Come sa bene, il tema dell’uso del patrimonio pubblico e indisponibile è aperto dai tempi della giunta Marino. Ci saremmo aspettati che, subito dopo la campagna elettorale, nei primi mesi della consiliatura, sarebbero stati adottati provvedimenti tempestivi e efficaci per riconoscere e favorire la moltiplicazione degli spazi di autogestione, associazione libera e autogoverno nei quartieri. Se la proposta di regolamento per le concessioni degli immobili del patrimonio indisponibile è parso rompere, seppur tardivamente, un lungo silenzio, abbiamo dovuto subito constatare che nessuna delle proposte, dettagliate e innovative, che dal basso sono state avanzate in questi anni è stata presa in considerazione.

 

Una proposta basata su principi inaccettabili quali quella della valorizzazione economica del patrimonio pubblico. Una proposta scritta con le lenti della diffidenza nei confronti nel tessuto associativo, sociale e culturale romano, anziché con quelle della sua promozione e valorizzazione.

- [DATI DA ESAMINARE]:
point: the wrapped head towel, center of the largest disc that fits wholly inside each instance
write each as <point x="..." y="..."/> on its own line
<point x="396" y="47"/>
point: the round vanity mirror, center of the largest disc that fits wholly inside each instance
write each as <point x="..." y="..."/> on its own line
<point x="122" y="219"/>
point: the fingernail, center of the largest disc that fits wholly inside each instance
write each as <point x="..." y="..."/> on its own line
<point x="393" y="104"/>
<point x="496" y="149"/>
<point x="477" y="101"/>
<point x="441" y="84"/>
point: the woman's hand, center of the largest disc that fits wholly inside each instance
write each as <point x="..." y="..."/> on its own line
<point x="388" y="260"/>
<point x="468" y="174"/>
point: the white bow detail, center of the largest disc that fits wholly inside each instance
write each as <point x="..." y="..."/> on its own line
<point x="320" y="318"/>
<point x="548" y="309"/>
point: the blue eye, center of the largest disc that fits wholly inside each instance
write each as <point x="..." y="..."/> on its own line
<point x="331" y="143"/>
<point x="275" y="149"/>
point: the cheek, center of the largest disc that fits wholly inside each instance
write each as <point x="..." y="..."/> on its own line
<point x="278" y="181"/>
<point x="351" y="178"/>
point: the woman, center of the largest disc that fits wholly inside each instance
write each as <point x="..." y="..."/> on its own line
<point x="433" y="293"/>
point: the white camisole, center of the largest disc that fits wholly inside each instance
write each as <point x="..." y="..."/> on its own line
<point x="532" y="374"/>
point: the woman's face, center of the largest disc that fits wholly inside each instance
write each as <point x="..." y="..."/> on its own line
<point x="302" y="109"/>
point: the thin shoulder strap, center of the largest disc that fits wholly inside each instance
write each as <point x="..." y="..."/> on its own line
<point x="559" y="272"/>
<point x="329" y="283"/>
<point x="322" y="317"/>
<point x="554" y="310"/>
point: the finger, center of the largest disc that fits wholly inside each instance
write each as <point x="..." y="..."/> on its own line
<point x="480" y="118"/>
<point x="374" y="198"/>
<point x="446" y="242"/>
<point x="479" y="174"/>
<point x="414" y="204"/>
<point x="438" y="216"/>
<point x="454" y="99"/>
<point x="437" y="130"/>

...

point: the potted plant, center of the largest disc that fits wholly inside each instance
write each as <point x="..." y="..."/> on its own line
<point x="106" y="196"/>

- [COMPITO 1]:
Rispondi a queste domande sul brano sul patrimonio pubblico, una per riga:
(a) Da quando è aperto il tema dell'uso del patrimonio pubblico e indisponibile?
(b) Che cosa regola la proposta di regolamento di cui si parla?
(c) Quale principio della proposta viene definito inaccettabile?
- [COMPITO 2]: Scrivi il seguito del brano sul patrimonio pubblico, partendo dopo la sua ultima frase.

- [RISPOSTA 1]:
(a) Dai tempi della giunta Marino.
(b) Le concessioni degli immobili del patrimonio indisponibile.
(c) La valorizzazione economica del patrimonio pubblico.

- [RISPOSTA 2]:
Una proposta che, al contrario, offre il patrimonio immobiliare pubblico alla speculazione e alla rendita, coinvolgendo strutturalmente nella sua gestione i fondi di investimento immobiliare privati e para-pubblici tramite la cosiddetta “concessione di valorizzazione” senza alcuna reale possibilità di garanzia che la funzione pubblica dei beni venga preservata. Una proposta, infine, che – anche nella sua norma transitoria – non risolverà nessuno dei problemi attuali, rischiando anzi di aggravarli ulteriormente. In questo contesto, il confronto in Commissione Patrimonio si è tradotto in un simulacro di partecipazione che non ha fatto che approfondire la distanza dell’amministrazione dalle realtà sociali e culturali della città.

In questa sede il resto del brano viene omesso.